### Görev listesi
(1) Organ bağışı haberine göre aşağıdaki soruları yanıtlayın.
(a) Utku Boz'un ağır yaralandığı kaza hangi tarihte ve hangi mahallede meydana geldi?
(b) Utku Boz'dan alınan hangi organlar kaç hastaya nakledildi?
(c) İzzet Karaöz, hastane odasının penceresinden kimlerle görüştü?
(2) Organ bağışı haberinde "Bursa Uludağ Üniversitesi Tıp Fakültesi Hastanesi’nde böbrek" ile başlayıp "merakla beklediğini belirtti." ile biten bölümü, "İzzet Karaöz" adını "hasta" olarak değiştirerek yeniden yazın.

Etiket: organ nakli

  • 20 yaşındaki Utku’nun böbreğiyle yaşama tutundu

    20 yaşındaki Utku’nun böbreğiyle yaşama tutundu

    Balıkesir’de, geçirdiği trafik kazasında ölen Utku Boz’un (20) iki böbreği ve karaciğeri, Bursa’daki 3 hastaya nakledildi. Nakil olanlardan biri böbrek yetmezliği hastası İzzet Karaöz (37), hastalıkta ve nakil sürecinde yaşadıklarını anlattı. Karaöz, “Yeni doğmuş gibiyim. Utku’nun ailesi bana yeni bir hayat verdi. Artık onlar da benim ailem. Sağlığım yerine geldiği zaman ilk olarak onları ziyaret edeceğim” dedi.

    Balıkesir’in Ayvalık ilçesine bağlı Altınova Mahallesi’nde, 16 Ağustos’ta meydana gelen kazada ağır yaralanan Utku Boz, kaldırıldığı hastanede hayatını kaybetti. Ailesi, Utku Boz’un organlarını bağışlama kararı aldı. Utku Boz’dan alınan 2 böbrek ve karaciğer Bursa’daki hastanelere gönderildi. 19 Ağustos akşamı bir böbrek ve karaciğer Bursa Uludağ Üniversitesi Tıp Fakültesi Hastanesi’nde, diğer böbrek ise özel bir hastanede uygun hastalara nakledildi.

    Bursa Uludağ Üniversitesi Tıp Fakültesi Hastanesi’nde böbrek nakli olan İzzet Karaöz, yaşadığı süreci anlattı. Annesinin böbreğini almaya hazırlandıkları zaman uygun organın bulunduğunu söyleyen Karaöz, böbreği bağışlayan ailenin kendisine hayat verdiğini dile getirdi. Kızı Sena ve eşi Sadife Karaöz ile hastane odasının penceresinden mesafeli şekilde görüşen İzzet Karaöz, çocuğuna sarılacağı günü merakla beklediğini belirtti.

Kayıtlı girdiler:
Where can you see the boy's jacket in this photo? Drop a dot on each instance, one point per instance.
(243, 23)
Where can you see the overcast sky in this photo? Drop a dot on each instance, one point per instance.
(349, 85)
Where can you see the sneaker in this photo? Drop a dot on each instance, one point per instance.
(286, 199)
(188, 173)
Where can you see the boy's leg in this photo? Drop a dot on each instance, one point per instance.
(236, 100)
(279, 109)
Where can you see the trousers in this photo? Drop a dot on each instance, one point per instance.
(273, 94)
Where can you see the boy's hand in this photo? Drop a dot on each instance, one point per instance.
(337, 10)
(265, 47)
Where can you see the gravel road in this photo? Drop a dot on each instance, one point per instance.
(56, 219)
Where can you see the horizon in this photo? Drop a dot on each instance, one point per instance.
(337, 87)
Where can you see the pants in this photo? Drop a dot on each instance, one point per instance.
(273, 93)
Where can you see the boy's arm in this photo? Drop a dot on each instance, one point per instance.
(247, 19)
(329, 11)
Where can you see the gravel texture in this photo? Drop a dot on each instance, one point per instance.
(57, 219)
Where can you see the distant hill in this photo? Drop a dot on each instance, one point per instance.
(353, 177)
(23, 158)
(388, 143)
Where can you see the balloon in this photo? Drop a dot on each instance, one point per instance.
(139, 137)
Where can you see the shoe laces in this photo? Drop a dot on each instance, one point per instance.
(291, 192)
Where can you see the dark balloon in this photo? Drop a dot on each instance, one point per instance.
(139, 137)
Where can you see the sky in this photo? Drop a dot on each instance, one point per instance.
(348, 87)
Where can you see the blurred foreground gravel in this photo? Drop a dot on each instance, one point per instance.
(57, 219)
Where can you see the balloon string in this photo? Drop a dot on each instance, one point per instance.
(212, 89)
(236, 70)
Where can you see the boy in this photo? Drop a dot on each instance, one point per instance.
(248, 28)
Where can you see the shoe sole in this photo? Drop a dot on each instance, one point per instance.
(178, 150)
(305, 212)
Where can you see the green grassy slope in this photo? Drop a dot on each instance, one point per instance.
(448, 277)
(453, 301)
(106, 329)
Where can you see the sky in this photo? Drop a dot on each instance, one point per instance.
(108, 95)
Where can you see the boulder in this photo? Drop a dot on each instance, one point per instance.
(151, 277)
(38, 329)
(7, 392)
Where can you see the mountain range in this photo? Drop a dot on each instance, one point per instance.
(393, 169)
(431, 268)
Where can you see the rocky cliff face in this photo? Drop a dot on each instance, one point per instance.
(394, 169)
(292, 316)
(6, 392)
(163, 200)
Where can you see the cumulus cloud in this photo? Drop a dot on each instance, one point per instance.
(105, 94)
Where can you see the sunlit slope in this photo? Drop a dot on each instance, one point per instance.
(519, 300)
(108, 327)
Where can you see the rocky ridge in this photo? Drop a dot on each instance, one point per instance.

### Yazılı yanıtlar
(1)
(a) Kaza 16 Ağustos'ta, Balıkesir'in Ayvalık ilçesine bağlı Altınova Mahallesi'nde meydana geldi.
(b) İki böbrek ve karaciğer, Bursa'daki 3 hastaya nakledildi.
(c) Kızı Sena ve eşi Sadife Karaöz ile görüştü.

(2)
Bursa Uludağ Üniversitesi Tıp Fakültesi Hastanesi’nde böbrek nakli olan hasta, yaşadığı süreci anlattı. Annesinin böbreğini almaya hazırlandıkları zaman uygun organın bulunduğunu söyleyen Karaöz, böbreği bağışlayan ailenin kendisine hayat verdiğini dile getirdi. Kızı Sena ve eşi Sadife Karaöz ile hastane odasının penceresinden mesafeli şekilde görüşen hasta, çocuğuna sarılacağı günü merakla beklediğini belirtti.